» **ТЕКСТ ДЛЯ ЧТЕНИЯ**:
◇ ◇ ◇ ◇ ◇

Наша группа ВКОНТАКТЕ - Наш твиттер Follow antikoved on Twitter
121

Глава семнадцатая

АММИАН МАРЦЕЛЛИН — ПОСЛЕДНИЙ РИМСКИЙ ИСТОРИК

По причине утраты «Анналов» Никомаха Флавиана история Аммиана Марцеллина — единственное историческое сочинение большой формы, оставшееся нам от поздней римской литературы.

Последний великий историк Рима — грек родом из Антиохии. Он жил между 330 и 400 гг. Избрав военную карьеру, Аммиан Марцеллин служил в Галлии и Месопотамии. В войске императора Юлиана он участвовал в войне с персами. После смерти Юлиана он навсегда оставляет военную службу и возвращается в свой родной город Антиохию, откуда приблизительно через двадцать лет (около 380г.) перебирается в Рим, где и живет до конца своей жизни. Известно о его путешествиях в Египет, Фракию и Пелопоннес.

Сочинение Аммиана, озаглавленное «Rerum gestarum libri XXXI» («Деяния в 31-й книге»), охватывало период от восшествия на трон императора Нервы (96 г.) до смерти императора Валента (378 г.). Таким образом, Аммиан начал свое повествование с события, которым завершалась «История» Тацита. До нас дошли последние 18 книг: с 14-й по 31-ю, излагающие события 353—378 гг.

По всей видимости, Аммиан первоначально планировал ограничиться 25 книгами, но благосклонный прием его сочинения у римской публики побудил историка продолжить свой труд. Одно из писем ритора того времени Либания содержит сведение о том, что Аммиан публично читал свое сочинение, часть которого была опубликована в 392 г.

◇ ◇ ◇ ◇ ◇

» **ИСХОДНЫЕ ДАННЫЕ**:
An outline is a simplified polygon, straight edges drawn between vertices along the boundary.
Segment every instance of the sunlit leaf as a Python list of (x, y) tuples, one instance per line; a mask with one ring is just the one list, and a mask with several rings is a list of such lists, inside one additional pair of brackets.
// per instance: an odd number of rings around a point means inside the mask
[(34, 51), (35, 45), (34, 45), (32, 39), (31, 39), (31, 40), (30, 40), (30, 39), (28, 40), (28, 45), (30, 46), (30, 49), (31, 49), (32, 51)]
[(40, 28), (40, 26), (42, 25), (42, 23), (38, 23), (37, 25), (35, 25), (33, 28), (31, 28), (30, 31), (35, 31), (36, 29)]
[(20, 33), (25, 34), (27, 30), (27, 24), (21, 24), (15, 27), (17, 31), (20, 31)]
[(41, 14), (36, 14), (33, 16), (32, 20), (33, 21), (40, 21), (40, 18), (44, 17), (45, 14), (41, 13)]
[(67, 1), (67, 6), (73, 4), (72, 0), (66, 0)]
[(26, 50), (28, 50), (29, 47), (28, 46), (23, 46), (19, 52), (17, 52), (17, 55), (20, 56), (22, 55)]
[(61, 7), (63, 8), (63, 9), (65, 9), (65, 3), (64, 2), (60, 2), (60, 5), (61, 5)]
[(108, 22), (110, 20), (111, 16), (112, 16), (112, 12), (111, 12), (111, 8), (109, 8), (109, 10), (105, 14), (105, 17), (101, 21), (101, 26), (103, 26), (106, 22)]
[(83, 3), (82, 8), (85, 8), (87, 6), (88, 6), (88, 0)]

◇ ◇ ◇ ◇ ◇

» **ПОСТАНОВКА ЗАДАЧИ A**:
Перепишите целиком текст об Аммиане Марцеллине, ничего в нём не меняя.
» **ПОСТАНОВКА ЗАДАЧИ B**:
Приведите нумерованным списком строки записей с самого их начала до строки с «31), (20, 31)]» включительно. Пустые строки опустите.
Текст и записи никак между собой не связаны.

» **ОКОНЧАТЕЛЬНЫЙ ОТВЕТ A**:
Наша группа ВКОНТАКТЕ - Наш твиттер Follow antikoved on Twitter
121

Глава семнадцатая

АММИАН МАРЦЕЛЛИН — ПОСЛЕДНИЙ РИМСКИЙ ИСТОРИК

По причине утраты «Анналов» Никомаха Флавиана история Аммиана Марцеллина — единственное историческое сочинение большой формы, оставшееся нам от поздней римской литературы.

Последний великий историк Рима — грек родом из Антиохии. Он жил между 330 и 400 гг. Избрав военную карьеру, Аммиан Марцеллин служил в Галлии и Месопотамии. В войске императора Юлиана он участвовал в войне с персами. После смерти Юлиана он навсегда оставляет военную службу и возвращается в свой родной город Антиохию, откуда приблизительно через двадцать лет (около 380г.) перебирается в Рим, где и живет до конца своей жизни. Известно о его путешествиях в Египет, Фракию и Пелопоннес.

Сочинение Аммиана, озаглавленное «Rerum gestarum libri XXXI» («Деяния в 31-й книге»), охватывало период от восшествия на трон императора Нервы (96 г.) до смерти императора Валента (378 г.). Таким образом, Аммиан начал свое повествование с события, которым завершалась «История» Тацита. До нас дошли последние 18 книг: с 14-й по 31-ю, излагающие события 353—378 гг.

По всей видимости, Аммиан первоначально планировал ограничиться 25 книгами, но благосклонный прием его сочинения у римской публики побудил историка продолжить свой труд. Одно из писем ритора того времени Либания содержит сведение о том, что Аммиан публично читал свое сочинение, часть которого была опубликована в 392 г.

» **ОКОНЧАТЕЛЬНЫЙ ОТВЕТ B**:
1. An outline is a simplified polygon, straight edges drawn between vertices along the boundary.
2. Segment every instance of the sunlit leaf as a Python list of (x, y) tuples, one instance per line; a mask with one ring is just the one list, and a mask with several rings is a list of such lists, inside one additional pair of brackets.
3. // per instance: an odd number of rings around a point means inside the mask
4. [(34, 51), (35, 45), (34, 45), (32, 39), (31, 39), (31, 40), (30, 40), (30, 39), (28, 40), (28, 45), (30, 46), (30, 49), (31, 49), (32, 51)]
5. [(40, 28), (40, 26), (42, 25), (42, 23), (38, 23), (37, 25), (35, 25), (33, 28), (31, 28), (30, 31), (35, 31), (36, 29)]
6. [(20, 33), (25, 34), (27, 30), (27, 24), (21, 24), (15, 27), (17, 31), (20, 31)]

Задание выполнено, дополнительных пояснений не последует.